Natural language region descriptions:

#####

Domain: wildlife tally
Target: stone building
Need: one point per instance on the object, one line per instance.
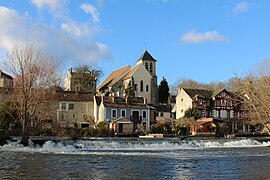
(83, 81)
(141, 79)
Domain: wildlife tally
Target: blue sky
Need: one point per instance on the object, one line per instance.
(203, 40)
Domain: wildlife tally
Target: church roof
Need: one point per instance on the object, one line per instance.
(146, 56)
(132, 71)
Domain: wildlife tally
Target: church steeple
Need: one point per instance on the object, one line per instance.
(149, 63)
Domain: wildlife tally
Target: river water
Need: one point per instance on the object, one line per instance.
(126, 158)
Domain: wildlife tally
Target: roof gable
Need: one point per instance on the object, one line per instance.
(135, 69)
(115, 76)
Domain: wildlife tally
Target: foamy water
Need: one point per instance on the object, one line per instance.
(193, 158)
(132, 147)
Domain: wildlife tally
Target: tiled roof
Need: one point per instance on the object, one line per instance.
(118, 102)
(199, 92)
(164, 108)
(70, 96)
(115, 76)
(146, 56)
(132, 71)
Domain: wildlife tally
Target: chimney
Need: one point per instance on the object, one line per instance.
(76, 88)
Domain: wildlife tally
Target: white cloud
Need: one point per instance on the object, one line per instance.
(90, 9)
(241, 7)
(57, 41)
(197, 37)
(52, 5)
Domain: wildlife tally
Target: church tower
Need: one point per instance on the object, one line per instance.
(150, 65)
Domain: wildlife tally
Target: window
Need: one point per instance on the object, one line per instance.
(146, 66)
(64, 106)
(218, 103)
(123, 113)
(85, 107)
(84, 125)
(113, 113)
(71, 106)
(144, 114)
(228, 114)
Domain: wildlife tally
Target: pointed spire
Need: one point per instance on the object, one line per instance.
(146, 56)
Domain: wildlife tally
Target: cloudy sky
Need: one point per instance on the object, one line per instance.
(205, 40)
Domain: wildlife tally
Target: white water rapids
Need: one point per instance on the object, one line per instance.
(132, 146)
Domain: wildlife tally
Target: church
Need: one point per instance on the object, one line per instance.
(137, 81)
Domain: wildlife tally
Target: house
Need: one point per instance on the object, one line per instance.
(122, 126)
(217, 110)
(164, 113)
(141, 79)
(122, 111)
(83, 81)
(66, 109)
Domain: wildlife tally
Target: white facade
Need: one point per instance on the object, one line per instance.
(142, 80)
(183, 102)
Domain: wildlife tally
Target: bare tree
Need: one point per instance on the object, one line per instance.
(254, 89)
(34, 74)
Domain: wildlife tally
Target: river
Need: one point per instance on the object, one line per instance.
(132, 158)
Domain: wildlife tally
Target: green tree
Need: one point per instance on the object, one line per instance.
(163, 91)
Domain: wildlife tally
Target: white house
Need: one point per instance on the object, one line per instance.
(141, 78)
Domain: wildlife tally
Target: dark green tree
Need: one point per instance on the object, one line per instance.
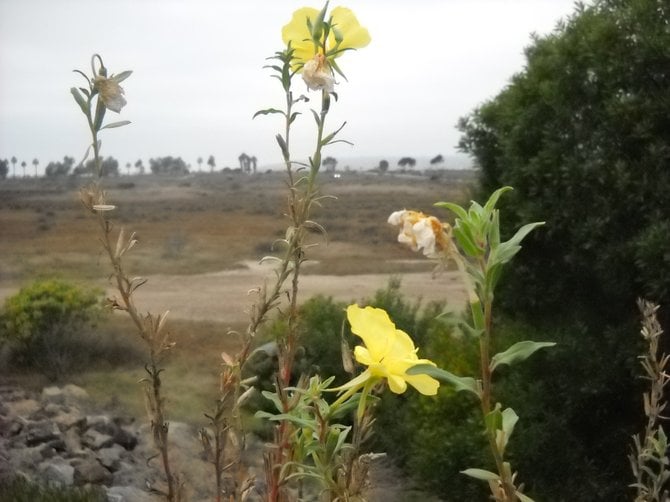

#####

→ ASSIGNMENT
State the count of lines above containing the string "tree", and add nothing to it.

→ PROBLEM SOLUTION
3